§ Problem requirements: Copy out the lines below verbatim, beginning with the line containing "# Scan for the white house on hillside" and continuing through the line containing "[198,201,223,222]", with both of those lines included.

§ Material shown:

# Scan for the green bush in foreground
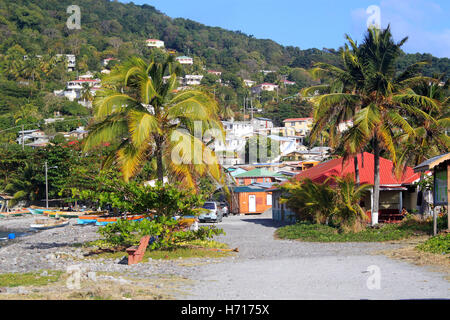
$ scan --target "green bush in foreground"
[98,217,224,250]
[0,271,62,287]
[276,222,423,242]
[417,233,450,254]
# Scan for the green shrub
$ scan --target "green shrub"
[98,217,224,250]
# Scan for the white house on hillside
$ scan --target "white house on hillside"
[250,82,278,94]
[145,39,164,48]
[244,79,256,87]
[175,56,194,64]
[56,54,76,72]
[183,74,203,86]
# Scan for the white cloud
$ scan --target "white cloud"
[351,0,450,57]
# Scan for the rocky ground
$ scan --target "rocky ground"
[0,212,450,300]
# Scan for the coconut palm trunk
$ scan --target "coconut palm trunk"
[353,156,360,187]
[372,137,380,225]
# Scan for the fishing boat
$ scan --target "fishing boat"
[30,219,69,230]
[0,210,29,217]
[77,215,108,224]
[27,207,56,215]
[95,215,144,226]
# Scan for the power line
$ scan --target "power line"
[0,117,93,133]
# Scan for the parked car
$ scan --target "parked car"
[198,201,223,222]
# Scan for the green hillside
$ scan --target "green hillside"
[0,0,450,73]
[0,0,450,141]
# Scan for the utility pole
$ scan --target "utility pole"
[44,161,58,209]
[244,97,246,123]
[45,161,48,209]
[250,97,253,121]
[22,125,25,150]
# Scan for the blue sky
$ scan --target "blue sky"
[121,0,450,58]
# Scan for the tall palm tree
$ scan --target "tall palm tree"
[85,56,224,191]
[80,83,94,104]
[345,26,437,224]
[396,75,450,175]
[304,26,437,225]
[302,36,364,185]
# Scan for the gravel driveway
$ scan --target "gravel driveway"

§ Solution to this problem:
# Scan for the white house on hillside
$ scan --target "white house on hillside"
[250,82,278,94]
[145,39,164,48]
[244,79,256,87]
[175,56,194,64]
[56,54,76,72]
[183,74,203,86]
# Scan for the white cloud
$ scan --target "white cloud"
[351,0,450,57]
# Scan for the rocky ground
$ scan --target "rocky ground"
[0,212,450,300]
# Scan for the coconut palm trunk
$ scan --target "coconut palm trunk"
[353,156,360,187]
[372,137,380,225]
# Scan for the fishing boat
$ scan --target "fishing boat"
[30,219,69,230]
[0,210,29,217]
[77,215,108,224]
[27,207,56,215]
[95,215,144,226]
# Scan for the power line
$ scan --target "power line"
[0,117,93,133]
# Scan for the parked car
$ scan --target "parked car"
[198,201,223,222]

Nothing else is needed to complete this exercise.